* **Set task**
Copy the forum thread about grain-free dog foods in full, word for word.

* **Excerpted text**
* * *
# Canine Caviar Leaping Spirit Holistic Grain Free and Carna4 Grain-free Duck



## Cookie_chihuahua (Mar 17, 2015)

Do you guys have any experience with these two dry food? For the Carna4 it said grain free but it contains organic sprouted barley seed and organic sprouted flaxseed? My boy is allergies to grain, chicken, beef and maybe fish as well (except salmon). Right now he is on Acana grassland but the vet told us he still have a little bit of allergies so we are consider to switch to the other brand of food.


----------



## susan davis (Mar 25, 2011)

Most grain free foods have a 'binder' in them. Potatoes, peas, etc. You just have to read the ingredient list.


----------



## Cookie_chihuahua (Mar 17, 2015)

So which limited ingredients and grain free food you guys recommended?


----------



## susan davis (Mar 25, 2011)

I use Now, Fromm, and the honest kitchen. Just read the ingredients.


----------



## Cookie_chihuahua (Mar 17, 2015)

susan davis said:


> I use Now, Fromm, and the honest kitchen. Just read the ingredients.


I did some research on Fromm and seen some bad reviews and there was a recall on March 2016 I think


----------



## Cookie_chihuahua (Mar 17, 2015)

Do you guys have any experience with Acana single?


----------
* * *
Records of labeled points:
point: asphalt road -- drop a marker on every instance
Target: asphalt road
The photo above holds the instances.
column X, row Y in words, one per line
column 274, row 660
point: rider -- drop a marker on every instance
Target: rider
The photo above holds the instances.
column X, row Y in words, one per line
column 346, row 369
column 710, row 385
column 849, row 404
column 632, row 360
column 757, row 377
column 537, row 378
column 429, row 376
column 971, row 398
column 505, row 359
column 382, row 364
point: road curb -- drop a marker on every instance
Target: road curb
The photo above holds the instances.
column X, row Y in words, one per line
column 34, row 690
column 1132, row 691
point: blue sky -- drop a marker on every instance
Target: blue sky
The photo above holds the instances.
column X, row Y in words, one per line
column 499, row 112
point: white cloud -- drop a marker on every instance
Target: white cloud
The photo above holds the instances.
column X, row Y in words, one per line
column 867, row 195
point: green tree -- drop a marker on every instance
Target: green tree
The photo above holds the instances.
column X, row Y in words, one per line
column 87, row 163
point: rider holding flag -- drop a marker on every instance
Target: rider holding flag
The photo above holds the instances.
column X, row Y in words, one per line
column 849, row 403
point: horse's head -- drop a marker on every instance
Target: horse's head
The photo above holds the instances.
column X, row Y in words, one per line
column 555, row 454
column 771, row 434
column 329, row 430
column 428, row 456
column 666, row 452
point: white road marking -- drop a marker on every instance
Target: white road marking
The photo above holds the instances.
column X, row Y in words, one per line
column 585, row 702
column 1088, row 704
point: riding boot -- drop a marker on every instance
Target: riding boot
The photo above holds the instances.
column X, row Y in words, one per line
* * *
* **Answer to the problem**
# Canine Caviar Leaping Spirit Holistic Grain Free and Carna4 Grain-free Duck



## Cookie_chihuahua (Mar 17, 2015)

Do you guys have any experience with these two dry food? For the Carna4 it said grain free but it contains organic sprouted barley seed and organic sprouted flaxseed? My boy is allergies to grain, chicken, beef and maybe fish as well (except salmon). Right now he is on Acana grassland but the vet told us he still have a little bit of allergies so we are consider to switch to the other brand of food.


----------



## susan davis (Mar 25, 2011)

Most grain free foods have a 'binder' in them. Potatoes, peas, etc. You just have to read the ingredient list.


----------



## Cookie_chihuahua (Mar 17, 2015)

So which limited ingredients and grain free food you guys recommended?


----------



## susan davis (Mar 25, 2011)

I use Now, Fromm, and the honest kitchen. Just read the ingredients.


----------



## Cookie_chihuahua (Mar 17, 2015)

susan davis said:


> I use Now, Fromm, and the honest kitchen. Just read the ingredients.


I did some research on Fromm and seen some bad reviews and there was a recall on March 2016 I think


----------



## Cookie_chihuahua (Mar 17, 2015)

Do you guys have any experience with Acana single?


----------